### Data extracts

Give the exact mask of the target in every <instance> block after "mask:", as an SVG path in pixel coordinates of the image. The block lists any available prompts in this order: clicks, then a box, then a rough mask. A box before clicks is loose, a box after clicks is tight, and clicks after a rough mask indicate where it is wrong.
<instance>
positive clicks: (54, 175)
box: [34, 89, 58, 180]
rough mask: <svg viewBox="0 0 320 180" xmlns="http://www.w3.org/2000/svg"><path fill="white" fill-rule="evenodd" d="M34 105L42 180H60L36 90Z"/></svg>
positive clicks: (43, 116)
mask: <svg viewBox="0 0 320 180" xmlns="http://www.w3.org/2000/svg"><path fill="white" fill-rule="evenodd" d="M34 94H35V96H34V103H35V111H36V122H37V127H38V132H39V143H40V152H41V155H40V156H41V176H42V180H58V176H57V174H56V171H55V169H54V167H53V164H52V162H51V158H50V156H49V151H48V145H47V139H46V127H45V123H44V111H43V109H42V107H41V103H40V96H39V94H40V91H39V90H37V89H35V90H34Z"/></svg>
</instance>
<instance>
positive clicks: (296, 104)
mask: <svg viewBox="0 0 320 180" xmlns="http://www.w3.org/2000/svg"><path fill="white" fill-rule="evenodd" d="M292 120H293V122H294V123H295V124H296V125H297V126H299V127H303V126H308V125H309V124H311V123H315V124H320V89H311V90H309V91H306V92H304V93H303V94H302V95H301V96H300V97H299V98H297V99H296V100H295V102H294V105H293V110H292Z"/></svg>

######

Swap "pixel coordinates" for "pixel units" in the records, from the first line up to and including the line with "box: [34, 89, 58, 180]", and give those lines again with nothing else changed.

> Reply:
Give the exact mask of the target in every <instance> block after "mask:", as an SVG path in pixel units of the image. The block lists any available prompts in this order: clicks, then a box, then a rough mask. A box before clicks is loose, a box after clicks is tight, and clicks after a rough mask indicate where it is wrong.
<instance>
positive clicks: (54, 175)
box: [34, 89, 58, 180]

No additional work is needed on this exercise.